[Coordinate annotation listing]
:::

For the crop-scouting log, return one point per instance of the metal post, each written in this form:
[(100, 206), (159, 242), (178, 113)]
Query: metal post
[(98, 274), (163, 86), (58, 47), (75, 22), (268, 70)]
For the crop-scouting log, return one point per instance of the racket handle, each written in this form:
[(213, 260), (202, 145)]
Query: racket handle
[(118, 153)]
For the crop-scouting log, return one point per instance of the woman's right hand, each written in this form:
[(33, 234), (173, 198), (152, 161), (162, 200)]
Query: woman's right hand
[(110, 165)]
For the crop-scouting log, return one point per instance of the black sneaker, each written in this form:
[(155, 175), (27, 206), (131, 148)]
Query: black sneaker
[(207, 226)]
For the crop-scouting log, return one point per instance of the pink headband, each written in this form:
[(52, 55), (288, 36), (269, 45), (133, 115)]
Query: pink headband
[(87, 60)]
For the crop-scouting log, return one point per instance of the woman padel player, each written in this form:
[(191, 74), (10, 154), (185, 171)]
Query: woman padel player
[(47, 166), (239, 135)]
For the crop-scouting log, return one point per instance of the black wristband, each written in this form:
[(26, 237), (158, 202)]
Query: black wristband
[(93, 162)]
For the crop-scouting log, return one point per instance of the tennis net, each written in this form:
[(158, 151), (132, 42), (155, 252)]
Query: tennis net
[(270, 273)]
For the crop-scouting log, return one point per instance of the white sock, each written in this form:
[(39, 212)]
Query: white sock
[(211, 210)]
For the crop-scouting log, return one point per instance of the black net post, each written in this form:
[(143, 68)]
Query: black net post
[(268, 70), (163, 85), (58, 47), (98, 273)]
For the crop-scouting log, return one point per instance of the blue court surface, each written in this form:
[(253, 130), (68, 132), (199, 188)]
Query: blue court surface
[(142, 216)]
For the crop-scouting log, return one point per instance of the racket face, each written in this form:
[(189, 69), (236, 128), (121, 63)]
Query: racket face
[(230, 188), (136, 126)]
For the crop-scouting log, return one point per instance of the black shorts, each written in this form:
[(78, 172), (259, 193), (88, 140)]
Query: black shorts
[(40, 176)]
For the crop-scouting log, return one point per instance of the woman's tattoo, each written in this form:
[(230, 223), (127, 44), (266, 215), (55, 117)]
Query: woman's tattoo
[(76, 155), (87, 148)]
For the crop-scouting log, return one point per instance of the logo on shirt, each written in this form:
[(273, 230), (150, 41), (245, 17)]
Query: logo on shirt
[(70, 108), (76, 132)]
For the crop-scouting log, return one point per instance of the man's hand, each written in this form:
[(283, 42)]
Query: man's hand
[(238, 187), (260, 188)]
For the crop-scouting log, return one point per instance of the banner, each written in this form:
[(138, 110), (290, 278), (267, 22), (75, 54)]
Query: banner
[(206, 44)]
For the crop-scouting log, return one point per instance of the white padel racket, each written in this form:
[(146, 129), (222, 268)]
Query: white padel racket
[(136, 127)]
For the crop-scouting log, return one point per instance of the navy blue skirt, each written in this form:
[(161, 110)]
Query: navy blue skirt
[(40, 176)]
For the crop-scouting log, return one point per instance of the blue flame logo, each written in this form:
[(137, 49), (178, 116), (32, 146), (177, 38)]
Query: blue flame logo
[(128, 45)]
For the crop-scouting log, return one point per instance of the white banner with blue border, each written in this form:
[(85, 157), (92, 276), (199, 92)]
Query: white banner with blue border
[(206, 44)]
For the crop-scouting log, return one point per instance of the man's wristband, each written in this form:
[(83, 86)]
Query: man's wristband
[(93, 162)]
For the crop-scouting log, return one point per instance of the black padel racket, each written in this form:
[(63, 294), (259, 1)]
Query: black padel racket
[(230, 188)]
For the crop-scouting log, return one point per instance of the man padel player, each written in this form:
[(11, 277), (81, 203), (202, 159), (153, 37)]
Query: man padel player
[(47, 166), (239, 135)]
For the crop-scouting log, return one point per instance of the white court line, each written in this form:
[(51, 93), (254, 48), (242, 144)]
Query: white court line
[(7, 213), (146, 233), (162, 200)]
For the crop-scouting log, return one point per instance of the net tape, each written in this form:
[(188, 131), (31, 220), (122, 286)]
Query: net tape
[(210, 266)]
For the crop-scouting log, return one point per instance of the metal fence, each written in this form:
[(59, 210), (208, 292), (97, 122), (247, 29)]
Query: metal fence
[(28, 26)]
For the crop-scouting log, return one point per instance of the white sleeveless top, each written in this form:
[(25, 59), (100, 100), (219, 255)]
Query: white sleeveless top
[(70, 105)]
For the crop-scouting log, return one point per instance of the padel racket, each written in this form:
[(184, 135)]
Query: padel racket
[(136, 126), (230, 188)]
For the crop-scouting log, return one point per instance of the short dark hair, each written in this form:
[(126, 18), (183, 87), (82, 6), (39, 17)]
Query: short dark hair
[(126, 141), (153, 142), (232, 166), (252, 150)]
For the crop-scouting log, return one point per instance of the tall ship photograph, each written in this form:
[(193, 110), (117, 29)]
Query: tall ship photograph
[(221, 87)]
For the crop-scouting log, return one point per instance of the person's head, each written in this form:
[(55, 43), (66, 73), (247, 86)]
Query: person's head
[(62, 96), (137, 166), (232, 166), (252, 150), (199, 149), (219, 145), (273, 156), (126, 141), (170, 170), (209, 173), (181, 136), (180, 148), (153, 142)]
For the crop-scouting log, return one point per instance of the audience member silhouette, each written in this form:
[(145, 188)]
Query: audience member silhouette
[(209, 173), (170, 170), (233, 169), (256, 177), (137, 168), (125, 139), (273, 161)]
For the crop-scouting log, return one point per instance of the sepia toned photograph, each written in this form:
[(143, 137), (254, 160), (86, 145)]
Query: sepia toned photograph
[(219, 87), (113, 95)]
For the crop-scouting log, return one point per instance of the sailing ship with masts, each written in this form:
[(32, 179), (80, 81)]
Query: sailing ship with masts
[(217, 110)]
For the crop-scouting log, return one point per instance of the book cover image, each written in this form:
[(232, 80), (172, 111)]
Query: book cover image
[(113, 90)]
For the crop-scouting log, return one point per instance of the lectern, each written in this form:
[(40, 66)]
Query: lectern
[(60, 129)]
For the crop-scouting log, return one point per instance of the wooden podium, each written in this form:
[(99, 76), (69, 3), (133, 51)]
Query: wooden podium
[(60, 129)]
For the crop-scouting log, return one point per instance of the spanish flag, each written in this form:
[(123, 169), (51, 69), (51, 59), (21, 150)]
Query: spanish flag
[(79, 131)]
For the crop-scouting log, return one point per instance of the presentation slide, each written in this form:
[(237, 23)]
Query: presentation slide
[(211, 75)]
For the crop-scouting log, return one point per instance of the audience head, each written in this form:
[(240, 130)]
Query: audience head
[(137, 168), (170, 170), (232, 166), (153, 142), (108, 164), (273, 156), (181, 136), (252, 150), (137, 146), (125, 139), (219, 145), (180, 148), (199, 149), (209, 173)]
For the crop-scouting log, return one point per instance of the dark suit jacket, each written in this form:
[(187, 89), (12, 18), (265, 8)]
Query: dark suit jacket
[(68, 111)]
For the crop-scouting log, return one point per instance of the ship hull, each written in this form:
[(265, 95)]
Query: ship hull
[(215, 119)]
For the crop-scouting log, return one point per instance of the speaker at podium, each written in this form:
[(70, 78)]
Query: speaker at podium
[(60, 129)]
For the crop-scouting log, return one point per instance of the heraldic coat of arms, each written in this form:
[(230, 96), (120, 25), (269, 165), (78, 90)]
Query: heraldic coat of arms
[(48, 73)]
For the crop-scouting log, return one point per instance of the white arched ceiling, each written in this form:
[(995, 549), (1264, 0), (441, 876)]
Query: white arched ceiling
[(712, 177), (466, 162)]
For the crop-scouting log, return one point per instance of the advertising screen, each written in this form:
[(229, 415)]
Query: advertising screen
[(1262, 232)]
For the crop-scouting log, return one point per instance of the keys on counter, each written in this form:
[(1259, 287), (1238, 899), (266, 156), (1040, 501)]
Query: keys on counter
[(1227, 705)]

:::

— What is being asked —
Rewrite the stretch from the line containing "black shorts, each" through the line containing "[(136, 127)]", swapping "crop-scouting log" for "field survey log" and leaving everything else as it stands. Return only those lines.

— Result of this task —
For the field survey log, return one point per instance of the black shorts, each written in this form:
[(78, 172), (259, 193), (88, 140)]
Query: black shorts
[(40, 176)]
For the field survey log, return one point per instance of the woman's tattoo, each written in this form:
[(230, 223), (127, 44), (266, 215), (55, 117)]
Query: woman's tattoo
[(76, 155), (87, 148)]
For the field survey log, return one point per instance of the logo on shirt, each written in this form:
[(273, 230), (150, 41), (245, 17)]
Query: logo on shirt
[(70, 108), (76, 132)]
For the field survey log, return one point per instance of the man's hand, each written in this form:
[(283, 42)]
Query: man's hand
[(238, 187), (260, 188)]
For the field survey log, return one point per instance of the banner, each written in this form:
[(138, 110), (290, 278), (267, 22), (75, 54)]
Query: banner
[(206, 44)]
For the field survey log, return one point per instance of the white padel racket, each written in this form:
[(146, 129), (222, 268)]
Query: white padel racket
[(136, 127)]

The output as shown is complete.